# Materials provided:

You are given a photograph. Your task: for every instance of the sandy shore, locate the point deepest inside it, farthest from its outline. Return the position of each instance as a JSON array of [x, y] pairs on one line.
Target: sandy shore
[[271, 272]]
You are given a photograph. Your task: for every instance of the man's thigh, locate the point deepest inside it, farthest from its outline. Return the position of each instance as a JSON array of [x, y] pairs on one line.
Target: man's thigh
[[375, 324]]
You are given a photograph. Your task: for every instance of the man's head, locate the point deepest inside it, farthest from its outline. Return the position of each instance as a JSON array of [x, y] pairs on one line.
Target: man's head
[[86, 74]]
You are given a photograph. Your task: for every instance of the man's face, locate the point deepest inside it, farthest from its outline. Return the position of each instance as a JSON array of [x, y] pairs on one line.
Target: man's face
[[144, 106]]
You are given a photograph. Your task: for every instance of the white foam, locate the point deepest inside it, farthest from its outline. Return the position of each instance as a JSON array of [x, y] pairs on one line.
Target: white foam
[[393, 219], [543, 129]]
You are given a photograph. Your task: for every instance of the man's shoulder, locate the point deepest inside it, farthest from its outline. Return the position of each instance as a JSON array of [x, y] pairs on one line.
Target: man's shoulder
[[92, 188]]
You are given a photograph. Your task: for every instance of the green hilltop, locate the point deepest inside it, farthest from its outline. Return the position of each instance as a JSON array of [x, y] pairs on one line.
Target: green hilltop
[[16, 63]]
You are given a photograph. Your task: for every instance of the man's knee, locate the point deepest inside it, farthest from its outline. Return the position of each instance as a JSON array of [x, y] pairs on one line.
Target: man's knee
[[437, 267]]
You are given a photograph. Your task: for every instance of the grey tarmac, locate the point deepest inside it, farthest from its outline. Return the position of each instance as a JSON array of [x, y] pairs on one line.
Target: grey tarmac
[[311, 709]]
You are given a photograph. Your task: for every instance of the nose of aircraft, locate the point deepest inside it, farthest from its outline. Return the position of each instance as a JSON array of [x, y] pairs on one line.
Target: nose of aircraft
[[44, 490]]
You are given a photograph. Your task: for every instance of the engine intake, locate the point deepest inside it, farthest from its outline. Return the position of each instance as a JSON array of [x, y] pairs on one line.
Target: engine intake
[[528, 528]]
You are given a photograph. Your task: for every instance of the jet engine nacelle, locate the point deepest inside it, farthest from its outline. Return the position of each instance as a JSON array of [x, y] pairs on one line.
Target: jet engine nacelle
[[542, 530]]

# Problem statement:
Copy every item above word for word, leaving nothing out.

# Exercise response:
You are given a photograph. Your task: for every instance of the sandy shore, locate the point deepest inside it, farthest from its outline. Return the position of each instance as a JSON array of [x, y] pairs on one line.
Target: sandy shore
[[271, 272]]
You are given a photograph. Your task: for every instance of the man's thigh, locate the point deepest inside it, farthest from its outline. Return the position of each instance as a JSON array of [x, y] pairs on one line.
Target: man's thigh
[[375, 324]]
You are given a photograph. Your task: for every instance of the man's head, locate the point deepest inside it, farthest from its outline. Return the position of each instance as a JSON array of [x, y] pairs on one line.
Target: man's head
[[86, 74]]
You are given a photograph. Your task: for every instance of the man's face, locate the point deepest inside it, farthest from its outline. Return the position of each instance as a JSON array of [x, y] pairs on one line.
Target: man's face
[[144, 106]]
You are given a photograph. Your task: for every instance of the white foam, locate the point deepest inside it, farthest from its outline. Return the position of each instance as a JSON array of [x, y] pairs on one line.
Target: white foam
[[393, 219], [543, 129]]
You are given a photograph. Your task: for every instance of the man's shoulder, locate the point deepest inside it, farthest from its outline. Return the position of each instance as a JSON array of [x, y] pairs on one line.
Target: man's shoulder
[[92, 188]]
You are given a photograph. Your task: for every instance of the green hilltop, locate the point deepest inside it, farthest from its outline. Return the position of each instance as a JSON array of [x, y] pairs on one line.
Target: green hilltop
[[16, 63]]
You are given a photograph. Your task: for every instance of the man's knee, locate the point deepest inside it, farthest from its outline. Return the position of each instance as a JSON array of [x, y] pairs on one line.
Target: man's knee
[[437, 267]]
You are given a photograph. Your task: for every instance of the grey tarmac, locate the point deepest inside it, farthest from its outline. Return the position of each instance as a JSON array of [x, y] pairs on one line.
Target: grey tarmac
[[311, 709]]
You are given a photograph. Your task: for every instance of the nose of aircraft, locate the point deepest inside it, farthest from its outline. Return the position of each instance as a JSON array of [x, y] pairs on one line.
Target: nose of aircraft
[[44, 490]]
You are given a photograph. Your task: for every instance of the engine intake, locate the point deepest inside it, farthest from its outline. Return the position of each instance as a JSON array of [x, y] pairs on one line.
Target: engine intake
[[528, 528]]
You are given a photograph. Your task: for every instance of the jet engine nacelle, locate the point deepest inside it, farthest from its outline. Return the position of each instance as a JSON array of [x, y] pairs on one line.
Target: jet engine nacelle
[[542, 530]]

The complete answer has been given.